Direction: Put the lines below into a numbered list, from the line with "Locate every instance of the baroque" up to and including the last line, and skip any blank lines. Include only those lines.

* start Excerpted data *

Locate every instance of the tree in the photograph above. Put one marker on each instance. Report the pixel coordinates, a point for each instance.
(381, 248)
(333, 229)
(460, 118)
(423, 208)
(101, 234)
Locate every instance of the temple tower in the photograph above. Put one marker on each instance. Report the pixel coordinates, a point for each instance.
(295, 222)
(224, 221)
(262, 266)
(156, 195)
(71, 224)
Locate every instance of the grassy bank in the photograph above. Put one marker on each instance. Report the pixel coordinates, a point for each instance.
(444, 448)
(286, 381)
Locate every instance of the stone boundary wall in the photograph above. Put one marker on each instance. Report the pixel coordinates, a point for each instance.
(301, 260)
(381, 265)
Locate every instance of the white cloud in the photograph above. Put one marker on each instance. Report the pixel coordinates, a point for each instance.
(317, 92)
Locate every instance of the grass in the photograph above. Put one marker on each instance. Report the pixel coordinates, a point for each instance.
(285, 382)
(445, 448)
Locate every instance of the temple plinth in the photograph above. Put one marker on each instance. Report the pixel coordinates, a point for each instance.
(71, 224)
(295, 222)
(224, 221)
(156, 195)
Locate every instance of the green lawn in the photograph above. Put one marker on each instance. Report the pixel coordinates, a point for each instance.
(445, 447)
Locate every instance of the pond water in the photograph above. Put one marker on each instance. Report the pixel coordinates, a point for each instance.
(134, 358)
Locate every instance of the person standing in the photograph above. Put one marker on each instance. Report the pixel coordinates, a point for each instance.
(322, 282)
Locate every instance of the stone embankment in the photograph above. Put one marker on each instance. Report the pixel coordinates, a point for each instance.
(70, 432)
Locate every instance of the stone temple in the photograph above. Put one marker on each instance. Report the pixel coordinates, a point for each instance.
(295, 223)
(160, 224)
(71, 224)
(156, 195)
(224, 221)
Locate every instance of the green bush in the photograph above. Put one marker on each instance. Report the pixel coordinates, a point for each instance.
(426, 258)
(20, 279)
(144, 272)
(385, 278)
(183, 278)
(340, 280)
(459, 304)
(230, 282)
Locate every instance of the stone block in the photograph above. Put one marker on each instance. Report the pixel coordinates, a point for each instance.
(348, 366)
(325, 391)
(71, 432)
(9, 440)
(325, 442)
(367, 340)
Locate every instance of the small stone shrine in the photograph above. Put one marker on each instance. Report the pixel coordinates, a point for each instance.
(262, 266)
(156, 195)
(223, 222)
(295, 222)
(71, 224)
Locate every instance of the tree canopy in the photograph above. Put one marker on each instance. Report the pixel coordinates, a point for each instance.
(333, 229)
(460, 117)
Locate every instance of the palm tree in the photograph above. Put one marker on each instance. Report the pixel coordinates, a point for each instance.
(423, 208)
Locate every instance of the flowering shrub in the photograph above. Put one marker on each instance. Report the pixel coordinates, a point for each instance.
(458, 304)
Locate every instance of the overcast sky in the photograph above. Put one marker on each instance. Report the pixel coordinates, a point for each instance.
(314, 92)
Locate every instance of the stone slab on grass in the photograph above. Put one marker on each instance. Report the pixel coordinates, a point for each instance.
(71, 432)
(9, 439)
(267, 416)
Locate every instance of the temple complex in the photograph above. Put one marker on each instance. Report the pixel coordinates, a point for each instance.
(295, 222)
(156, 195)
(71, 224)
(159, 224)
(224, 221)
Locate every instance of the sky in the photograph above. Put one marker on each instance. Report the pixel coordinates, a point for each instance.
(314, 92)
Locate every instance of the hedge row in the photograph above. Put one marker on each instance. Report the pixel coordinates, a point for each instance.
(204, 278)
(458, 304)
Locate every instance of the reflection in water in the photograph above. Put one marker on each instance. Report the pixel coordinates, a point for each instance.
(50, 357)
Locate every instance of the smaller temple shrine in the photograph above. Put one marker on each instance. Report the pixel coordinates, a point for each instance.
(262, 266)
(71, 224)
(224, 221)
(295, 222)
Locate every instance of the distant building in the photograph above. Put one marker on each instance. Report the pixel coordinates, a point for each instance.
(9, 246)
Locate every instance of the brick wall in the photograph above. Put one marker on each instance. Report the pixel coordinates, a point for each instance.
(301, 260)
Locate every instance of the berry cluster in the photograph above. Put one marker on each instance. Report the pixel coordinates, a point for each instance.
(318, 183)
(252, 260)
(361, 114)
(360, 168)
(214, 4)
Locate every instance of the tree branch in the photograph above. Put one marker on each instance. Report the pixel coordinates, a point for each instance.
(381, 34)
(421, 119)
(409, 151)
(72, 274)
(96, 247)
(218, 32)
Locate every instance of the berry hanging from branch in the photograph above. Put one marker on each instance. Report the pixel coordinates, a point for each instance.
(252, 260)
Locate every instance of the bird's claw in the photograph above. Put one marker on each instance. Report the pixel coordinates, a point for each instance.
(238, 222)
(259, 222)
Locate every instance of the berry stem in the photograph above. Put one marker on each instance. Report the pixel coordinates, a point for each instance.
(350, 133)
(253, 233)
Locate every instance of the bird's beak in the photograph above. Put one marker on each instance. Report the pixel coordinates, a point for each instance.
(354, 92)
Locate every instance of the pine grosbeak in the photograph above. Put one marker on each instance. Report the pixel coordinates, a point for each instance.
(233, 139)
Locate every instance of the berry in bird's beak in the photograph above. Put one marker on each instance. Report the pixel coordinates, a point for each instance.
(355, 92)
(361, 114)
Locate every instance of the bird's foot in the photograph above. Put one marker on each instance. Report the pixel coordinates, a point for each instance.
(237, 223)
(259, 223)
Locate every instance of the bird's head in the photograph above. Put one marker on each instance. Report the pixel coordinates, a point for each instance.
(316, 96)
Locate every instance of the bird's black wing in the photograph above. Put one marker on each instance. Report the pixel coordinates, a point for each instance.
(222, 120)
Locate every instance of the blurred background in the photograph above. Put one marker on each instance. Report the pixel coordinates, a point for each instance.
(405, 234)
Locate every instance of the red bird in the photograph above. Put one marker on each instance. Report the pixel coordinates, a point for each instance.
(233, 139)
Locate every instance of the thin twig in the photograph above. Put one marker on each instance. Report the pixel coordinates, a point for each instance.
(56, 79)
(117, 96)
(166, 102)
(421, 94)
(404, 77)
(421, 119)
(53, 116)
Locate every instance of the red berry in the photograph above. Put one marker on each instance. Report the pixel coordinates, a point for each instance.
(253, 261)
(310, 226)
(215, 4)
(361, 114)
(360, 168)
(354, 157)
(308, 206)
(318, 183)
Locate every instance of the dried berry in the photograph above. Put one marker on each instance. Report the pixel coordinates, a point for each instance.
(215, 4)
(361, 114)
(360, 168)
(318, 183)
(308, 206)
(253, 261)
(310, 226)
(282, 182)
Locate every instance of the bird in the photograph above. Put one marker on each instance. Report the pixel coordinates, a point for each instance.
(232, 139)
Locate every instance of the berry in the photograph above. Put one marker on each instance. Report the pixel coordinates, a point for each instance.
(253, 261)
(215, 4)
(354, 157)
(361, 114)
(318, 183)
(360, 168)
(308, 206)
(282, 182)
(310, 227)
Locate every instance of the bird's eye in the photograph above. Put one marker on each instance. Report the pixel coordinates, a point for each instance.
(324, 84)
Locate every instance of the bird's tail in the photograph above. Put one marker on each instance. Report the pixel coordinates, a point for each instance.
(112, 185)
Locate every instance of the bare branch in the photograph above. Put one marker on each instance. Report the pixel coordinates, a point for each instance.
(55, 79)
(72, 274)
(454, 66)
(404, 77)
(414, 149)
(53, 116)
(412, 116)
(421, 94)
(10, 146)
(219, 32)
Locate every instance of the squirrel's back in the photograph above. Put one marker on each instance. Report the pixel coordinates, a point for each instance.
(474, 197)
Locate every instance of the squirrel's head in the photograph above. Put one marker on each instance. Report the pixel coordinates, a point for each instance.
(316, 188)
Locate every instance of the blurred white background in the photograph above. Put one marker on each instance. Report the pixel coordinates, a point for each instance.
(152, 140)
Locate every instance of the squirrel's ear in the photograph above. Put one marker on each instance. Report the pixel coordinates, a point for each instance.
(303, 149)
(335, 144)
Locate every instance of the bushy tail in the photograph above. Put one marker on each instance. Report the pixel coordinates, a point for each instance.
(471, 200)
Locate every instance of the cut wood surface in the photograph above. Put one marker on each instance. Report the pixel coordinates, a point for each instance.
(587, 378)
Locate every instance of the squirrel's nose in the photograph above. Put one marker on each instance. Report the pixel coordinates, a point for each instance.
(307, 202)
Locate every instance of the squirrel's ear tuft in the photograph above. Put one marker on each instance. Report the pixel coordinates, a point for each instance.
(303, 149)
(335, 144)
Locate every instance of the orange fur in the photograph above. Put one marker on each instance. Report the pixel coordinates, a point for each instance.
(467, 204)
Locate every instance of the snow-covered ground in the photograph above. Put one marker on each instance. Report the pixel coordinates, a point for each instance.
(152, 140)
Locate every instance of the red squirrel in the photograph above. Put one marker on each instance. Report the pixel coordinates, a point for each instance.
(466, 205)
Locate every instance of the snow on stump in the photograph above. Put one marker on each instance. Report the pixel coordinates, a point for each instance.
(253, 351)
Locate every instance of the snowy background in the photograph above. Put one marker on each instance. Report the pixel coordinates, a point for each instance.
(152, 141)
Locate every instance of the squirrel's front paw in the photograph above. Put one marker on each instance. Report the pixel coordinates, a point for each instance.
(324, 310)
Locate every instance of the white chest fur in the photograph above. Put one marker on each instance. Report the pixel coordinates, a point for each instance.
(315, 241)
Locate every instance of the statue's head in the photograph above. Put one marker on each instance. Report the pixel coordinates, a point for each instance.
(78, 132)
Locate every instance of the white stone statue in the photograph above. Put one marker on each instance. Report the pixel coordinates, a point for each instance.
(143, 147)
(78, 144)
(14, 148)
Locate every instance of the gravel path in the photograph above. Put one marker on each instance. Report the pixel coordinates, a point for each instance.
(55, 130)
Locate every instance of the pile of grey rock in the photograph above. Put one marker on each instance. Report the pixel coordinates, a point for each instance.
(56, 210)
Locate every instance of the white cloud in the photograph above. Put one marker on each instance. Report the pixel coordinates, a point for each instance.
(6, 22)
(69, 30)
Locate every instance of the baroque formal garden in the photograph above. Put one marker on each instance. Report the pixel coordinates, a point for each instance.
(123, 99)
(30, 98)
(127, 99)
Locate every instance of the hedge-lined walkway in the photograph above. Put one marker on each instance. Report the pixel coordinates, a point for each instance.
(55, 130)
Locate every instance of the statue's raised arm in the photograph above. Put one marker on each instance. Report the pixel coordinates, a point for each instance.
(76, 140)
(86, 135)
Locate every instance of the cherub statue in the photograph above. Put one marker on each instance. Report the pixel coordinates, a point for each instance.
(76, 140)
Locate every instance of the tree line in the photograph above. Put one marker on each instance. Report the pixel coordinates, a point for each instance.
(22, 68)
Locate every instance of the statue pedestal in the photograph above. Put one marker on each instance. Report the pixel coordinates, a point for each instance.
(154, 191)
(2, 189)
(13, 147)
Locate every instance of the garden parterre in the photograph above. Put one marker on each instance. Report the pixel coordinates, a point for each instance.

* end Excerpted data *

Response to this task:
1. Locate every instance of the baroque formal garden in the photograph above. Put one marker on each instance. Report the pixel coordinates, a point for each instance.
2. (123, 99)
3. (30, 98)
4. (127, 99)
5. Locate every instance of the hedge-lined walkway in the photograph above. Put one marker on each instance. Report the pixel coordinates, a point for each instance.
6. (55, 130)
7. Locate every instance of the statue's raised arm in the photograph above. Put one marker on each instance. Report the pixel coordinates, a point for each instance.
8. (76, 140)
9. (86, 135)
10. Locate every instance of the cherub statue in the photograph above. Put one marker on each instance. Report the pixel coordinates, a point for each instance.
11. (76, 140)
12. Locate every instance of the tree line in the photograph above. Put one marker on each instance. Report the pixel coordinates, a point for each instance.
13. (22, 68)
14. Locate every instance of the statue pedestal in the photograph above. Put one marker on each instance. Report the pixel coordinates, a point for each instance.
15. (154, 191)
16. (2, 189)
17. (13, 147)
18. Locate every instance of the garden parterre in the photograph above. Put one marker on each instance. Report the pixel coordinates, a point for each instance.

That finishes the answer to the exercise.